# WHAT IS NEEDED
Update the listing below, beginning at the line that contains "Where can you spot the t-shirt" and stopping after its final line, by changing "sleeve" to "collar" and keeping everything else the same. Return only those lines.

-*-

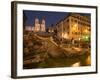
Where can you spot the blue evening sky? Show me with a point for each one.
(50, 17)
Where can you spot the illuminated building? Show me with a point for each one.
(74, 26)
(39, 26)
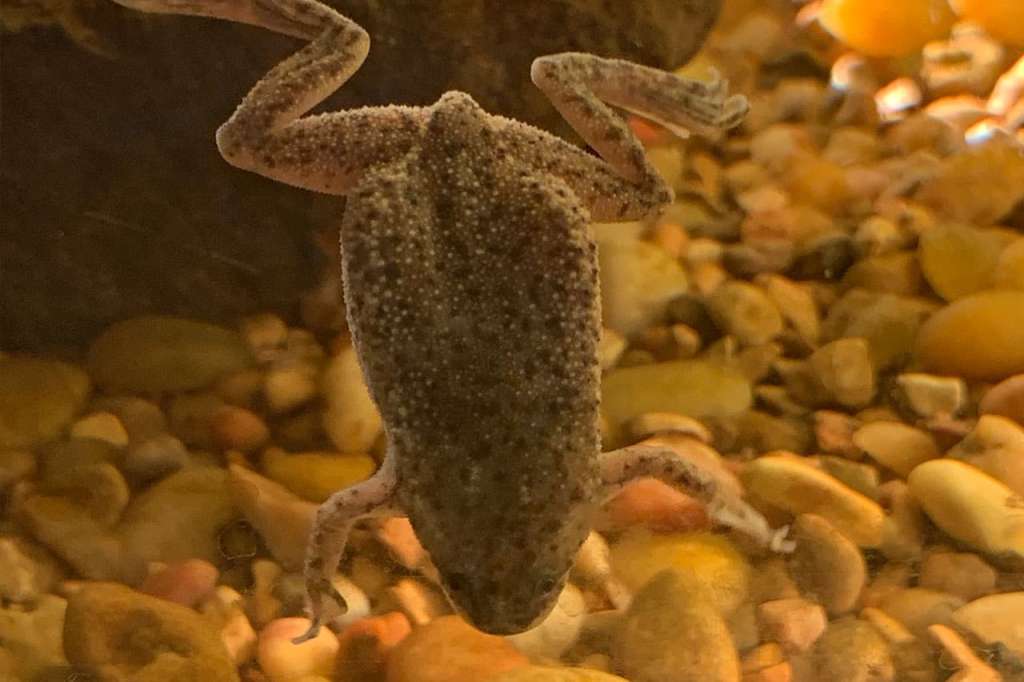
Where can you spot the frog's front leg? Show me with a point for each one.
(335, 518)
(621, 466)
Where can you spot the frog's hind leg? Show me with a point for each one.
(372, 498)
(621, 466)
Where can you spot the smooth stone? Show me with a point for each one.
(745, 312)
(185, 583)
(995, 445)
(282, 661)
(315, 476)
(180, 517)
(712, 564)
(154, 354)
(558, 631)
(282, 518)
(995, 620)
(918, 608)
(38, 399)
(551, 674)
(33, 639)
(826, 565)
(1006, 398)
(851, 650)
(446, 649)
(976, 337)
(351, 419)
(970, 505)
(672, 633)
(694, 388)
(638, 281)
(896, 445)
(127, 636)
(792, 484)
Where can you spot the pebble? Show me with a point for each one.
(995, 445)
(918, 608)
(827, 567)
(315, 476)
(896, 445)
(931, 396)
(791, 483)
(710, 562)
(745, 312)
(994, 620)
(282, 518)
(970, 505)
(282, 661)
(558, 631)
(845, 370)
(796, 624)
(179, 517)
(115, 631)
(34, 637)
(961, 573)
(638, 280)
(38, 399)
(550, 674)
(1006, 398)
(694, 388)
(186, 583)
(449, 650)
(154, 354)
(672, 633)
(365, 645)
(351, 420)
(851, 650)
(100, 426)
(976, 337)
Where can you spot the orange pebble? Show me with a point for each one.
(885, 28)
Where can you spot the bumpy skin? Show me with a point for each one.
(471, 284)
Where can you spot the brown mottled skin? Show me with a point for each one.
(471, 286)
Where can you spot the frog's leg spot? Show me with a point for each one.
(621, 466)
(374, 497)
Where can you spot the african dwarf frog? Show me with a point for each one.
(472, 296)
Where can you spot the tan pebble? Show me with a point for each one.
(449, 650)
(1006, 399)
(289, 387)
(929, 395)
(976, 337)
(283, 519)
(185, 583)
(364, 646)
(796, 624)
(101, 426)
(970, 505)
(674, 634)
(918, 608)
(282, 661)
(964, 574)
(798, 487)
(238, 428)
(351, 420)
(896, 445)
(994, 620)
(995, 445)
(971, 668)
(827, 567)
(845, 369)
(851, 650)
(654, 423)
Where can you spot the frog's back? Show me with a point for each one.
(477, 322)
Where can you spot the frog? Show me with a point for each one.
(471, 289)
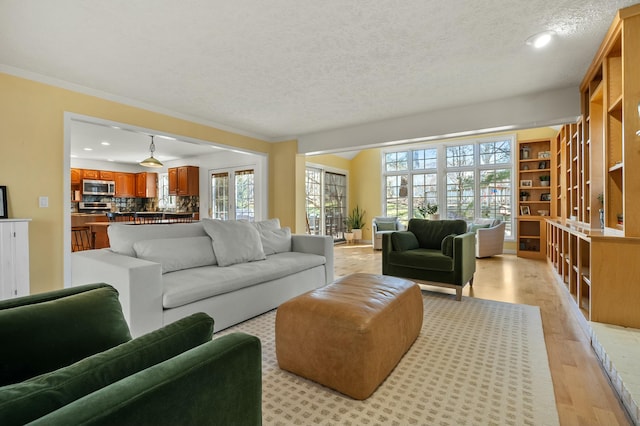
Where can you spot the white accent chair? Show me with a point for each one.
(384, 225)
(489, 236)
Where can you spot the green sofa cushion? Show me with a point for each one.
(404, 240)
(34, 398)
(42, 335)
(424, 259)
(430, 233)
(447, 245)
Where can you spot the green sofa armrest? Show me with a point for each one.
(217, 383)
(464, 257)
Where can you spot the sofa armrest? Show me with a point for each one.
(464, 257)
(138, 281)
(218, 382)
(321, 245)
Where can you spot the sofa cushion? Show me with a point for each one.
(177, 253)
(190, 285)
(404, 240)
(29, 400)
(430, 233)
(276, 240)
(123, 236)
(234, 241)
(447, 245)
(425, 259)
(42, 337)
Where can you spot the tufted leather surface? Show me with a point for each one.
(349, 335)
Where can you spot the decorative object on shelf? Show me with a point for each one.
(151, 162)
(3, 203)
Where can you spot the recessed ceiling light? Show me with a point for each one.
(541, 39)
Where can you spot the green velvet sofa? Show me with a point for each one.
(67, 358)
(438, 252)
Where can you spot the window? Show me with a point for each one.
(466, 180)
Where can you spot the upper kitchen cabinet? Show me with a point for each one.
(125, 184)
(146, 185)
(184, 181)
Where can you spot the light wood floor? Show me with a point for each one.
(584, 395)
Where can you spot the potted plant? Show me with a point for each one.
(355, 223)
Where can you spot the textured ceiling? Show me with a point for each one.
(285, 68)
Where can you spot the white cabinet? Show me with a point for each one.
(14, 258)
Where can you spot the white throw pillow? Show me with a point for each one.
(177, 253)
(276, 240)
(234, 241)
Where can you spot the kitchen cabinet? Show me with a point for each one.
(184, 181)
(90, 174)
(125, 185)
(146, 185)
(14, 258)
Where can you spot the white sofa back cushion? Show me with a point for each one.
(234, 241)
(177, 253)
(123, 236)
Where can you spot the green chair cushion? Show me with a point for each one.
(34, 398)
(447, 245)
(424, 259)
(41, 336)
(404, 240)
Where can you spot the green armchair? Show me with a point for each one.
(68, 358)
(440, 252)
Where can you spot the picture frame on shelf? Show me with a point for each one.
(4, 214)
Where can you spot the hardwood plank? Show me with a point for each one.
(584, 395)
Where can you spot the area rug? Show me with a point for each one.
(476, 362)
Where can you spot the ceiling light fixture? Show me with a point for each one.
(151, 162)
(542, 39)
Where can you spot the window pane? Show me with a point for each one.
(495, 152)
(397, 161)
(425, 159)
(460, 156)
(460, 195)
(397, 196)
(314, 200)
(425, 190)
(495, 195)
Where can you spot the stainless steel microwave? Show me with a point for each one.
(98, 187)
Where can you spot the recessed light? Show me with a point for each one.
(541, 39)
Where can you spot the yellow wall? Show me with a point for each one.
(32, 158)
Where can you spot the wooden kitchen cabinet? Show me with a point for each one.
(184, 181)
(146, 185)
(125, 184)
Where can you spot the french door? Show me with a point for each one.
(233, 194)
(326, 202)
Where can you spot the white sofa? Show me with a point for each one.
(232, 270)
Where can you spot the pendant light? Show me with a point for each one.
(151, 162)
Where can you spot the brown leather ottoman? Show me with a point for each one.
(349, 335)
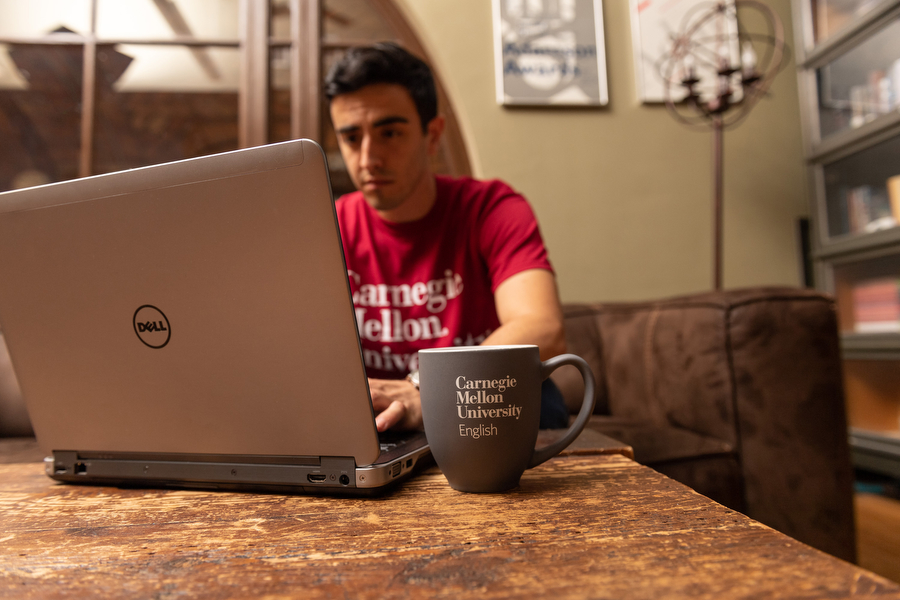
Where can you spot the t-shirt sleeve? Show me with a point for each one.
(509, 237)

-*-

# EXERCISE RESPONSE
Where can you spot the t-shirt collar? Show me with a point for each one.
(509, 237)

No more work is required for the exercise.